- **DIRECTIONS**: Continue the news article on the congressional vote about Charlie Gard, picking up after its final sentence.

- **SELECTED PASSAGE**:
_____
A congressional committee has taken a step toward granting a terminally ill British baby residency in the United States so he can receive experimental treatment.

The House Committee on Appropriations voted unanimously Tuesday to approve an amendment introduced by Rep. Jaime Herrera Beutler (R-Wash.) that would grant permanent residency to 11-month-old Charlie Gard and his parents, who have waged a lengthy court battle to prevent a London hospital from withdrawing life support.

The case has drawn intense media scrutiny in Britain, and some outlets reported Wednesday that the committee vote means Charlie could soon be on his way to the U.S. for treatment. But the amendment would need to clear several more hurdles — including votes by the full House and the Senate — to become law.

That is likely to take some time. The amendment was added to a controversial spending bill that includes funding for President Trump’s border wall.

A British judge is expected to rule next week on whether Charlie, who suffers from a rare genetic condition that has left him with severe brain damage and unable to move or breath on his own, can be transferred to the U.S. or Italy, where there are hospitals offering to take over his care. 

Great Ormond Street Hospital for Children, which has been treating Charlie since October, obtained a court order in April allowing doctors to take the boy off a ventilator because they don't think the proposed treatment will help and could cause him additional pain and distress.

Two other British courts agreed with the decision, and the European Court of Human Rights in Strasbourg, France, declined to take up the case last month. But when hospital officials were contacted by the other facilities, they agreed to return to the original court to give the judge a chance to reconsider.
_____
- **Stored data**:
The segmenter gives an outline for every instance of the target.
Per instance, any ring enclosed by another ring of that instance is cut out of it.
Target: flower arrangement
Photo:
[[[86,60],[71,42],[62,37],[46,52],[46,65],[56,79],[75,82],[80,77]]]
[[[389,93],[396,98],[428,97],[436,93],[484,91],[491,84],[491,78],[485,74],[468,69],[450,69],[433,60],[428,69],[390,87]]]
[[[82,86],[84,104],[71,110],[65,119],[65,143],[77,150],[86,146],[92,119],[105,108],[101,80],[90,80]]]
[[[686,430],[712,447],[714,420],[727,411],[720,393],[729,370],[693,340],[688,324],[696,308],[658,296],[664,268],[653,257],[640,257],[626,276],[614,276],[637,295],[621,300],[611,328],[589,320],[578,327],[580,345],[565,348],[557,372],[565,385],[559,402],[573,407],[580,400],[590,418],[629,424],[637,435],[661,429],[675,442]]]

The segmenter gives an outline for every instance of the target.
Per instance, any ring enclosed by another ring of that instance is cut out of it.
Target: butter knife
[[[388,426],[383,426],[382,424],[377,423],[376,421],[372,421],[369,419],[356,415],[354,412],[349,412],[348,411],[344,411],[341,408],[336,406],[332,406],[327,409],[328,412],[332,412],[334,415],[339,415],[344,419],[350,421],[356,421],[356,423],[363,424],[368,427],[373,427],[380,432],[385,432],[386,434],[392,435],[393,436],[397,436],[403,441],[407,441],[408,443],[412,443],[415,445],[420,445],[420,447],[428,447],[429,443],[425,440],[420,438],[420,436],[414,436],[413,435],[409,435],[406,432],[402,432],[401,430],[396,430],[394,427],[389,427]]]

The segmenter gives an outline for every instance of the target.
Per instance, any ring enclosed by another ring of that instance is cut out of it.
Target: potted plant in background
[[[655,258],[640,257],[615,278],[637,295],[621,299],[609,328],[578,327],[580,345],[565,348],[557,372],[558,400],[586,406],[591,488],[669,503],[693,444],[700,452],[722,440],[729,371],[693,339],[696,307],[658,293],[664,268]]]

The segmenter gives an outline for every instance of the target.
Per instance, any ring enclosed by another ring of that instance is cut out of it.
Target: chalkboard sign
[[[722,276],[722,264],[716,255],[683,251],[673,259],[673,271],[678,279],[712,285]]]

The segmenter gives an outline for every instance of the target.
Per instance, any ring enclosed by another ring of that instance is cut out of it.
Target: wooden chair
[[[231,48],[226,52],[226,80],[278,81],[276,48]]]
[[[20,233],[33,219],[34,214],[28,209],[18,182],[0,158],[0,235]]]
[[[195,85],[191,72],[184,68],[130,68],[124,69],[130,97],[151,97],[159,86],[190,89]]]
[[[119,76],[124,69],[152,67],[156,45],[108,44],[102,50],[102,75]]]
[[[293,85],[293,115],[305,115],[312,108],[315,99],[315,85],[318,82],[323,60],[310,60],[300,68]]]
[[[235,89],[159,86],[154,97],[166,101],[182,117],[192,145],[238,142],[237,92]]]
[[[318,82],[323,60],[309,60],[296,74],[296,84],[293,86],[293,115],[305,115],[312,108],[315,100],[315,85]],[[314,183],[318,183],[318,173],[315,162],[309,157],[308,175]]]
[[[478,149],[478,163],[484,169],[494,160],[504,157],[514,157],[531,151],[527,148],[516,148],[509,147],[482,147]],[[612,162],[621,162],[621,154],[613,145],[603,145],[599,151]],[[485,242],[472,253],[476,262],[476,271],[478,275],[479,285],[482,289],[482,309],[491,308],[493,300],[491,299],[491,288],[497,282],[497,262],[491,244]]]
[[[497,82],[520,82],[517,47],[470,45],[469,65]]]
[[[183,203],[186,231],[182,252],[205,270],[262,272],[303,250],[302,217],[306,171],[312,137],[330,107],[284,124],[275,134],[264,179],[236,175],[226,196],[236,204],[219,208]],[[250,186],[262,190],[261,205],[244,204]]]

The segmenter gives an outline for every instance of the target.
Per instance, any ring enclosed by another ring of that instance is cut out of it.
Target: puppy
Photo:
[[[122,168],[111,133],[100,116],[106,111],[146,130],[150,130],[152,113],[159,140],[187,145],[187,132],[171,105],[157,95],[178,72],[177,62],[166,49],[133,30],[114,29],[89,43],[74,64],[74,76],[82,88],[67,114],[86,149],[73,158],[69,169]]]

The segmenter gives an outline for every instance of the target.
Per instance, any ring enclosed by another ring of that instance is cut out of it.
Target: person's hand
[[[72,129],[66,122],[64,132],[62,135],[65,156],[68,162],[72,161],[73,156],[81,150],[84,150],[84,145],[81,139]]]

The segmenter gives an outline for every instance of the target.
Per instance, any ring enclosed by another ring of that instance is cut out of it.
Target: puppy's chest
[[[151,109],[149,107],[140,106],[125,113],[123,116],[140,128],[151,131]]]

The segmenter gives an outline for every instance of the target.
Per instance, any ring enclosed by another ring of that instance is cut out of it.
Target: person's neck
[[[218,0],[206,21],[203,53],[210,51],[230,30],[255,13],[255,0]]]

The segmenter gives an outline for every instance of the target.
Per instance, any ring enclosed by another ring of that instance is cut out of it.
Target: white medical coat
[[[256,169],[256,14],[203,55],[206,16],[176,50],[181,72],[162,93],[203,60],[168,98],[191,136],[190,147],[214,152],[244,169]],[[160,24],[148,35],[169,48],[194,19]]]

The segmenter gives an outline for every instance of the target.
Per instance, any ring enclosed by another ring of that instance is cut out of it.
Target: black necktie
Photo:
_____
- **ANSWER**:
At an emotional hearing last week, a U.S. doctor testified over a video link that there was clinical evidence suggesting that Charlie might improve with the treatment. The judge asked the doctor to go to London to evaluate Charlie and meet with his medical team, which the doctor did on Monday and Tuesday.

The case has become an international cause célèbre, with both Trump and Pope Francis tweeting their support for Charlie’s parents, Connie Yates and Chris Gard. Conservative Christian and anti-abortion groups in the U.S. have also taken up their cause.

“Parents have the most at stake when it comes to standing up for their children and right now, we have an incredible opportunity to stand with a family and save a child’s life,” Beutler said in a statement Tuesday.

Last week, Rep. Brad Wenstrup (R-Ohio) and Rep. Trent Franks (R-Ariz.) introduced legislation to grant permanent resident status to Charlie and his family. That bill has not come up for a vote yet.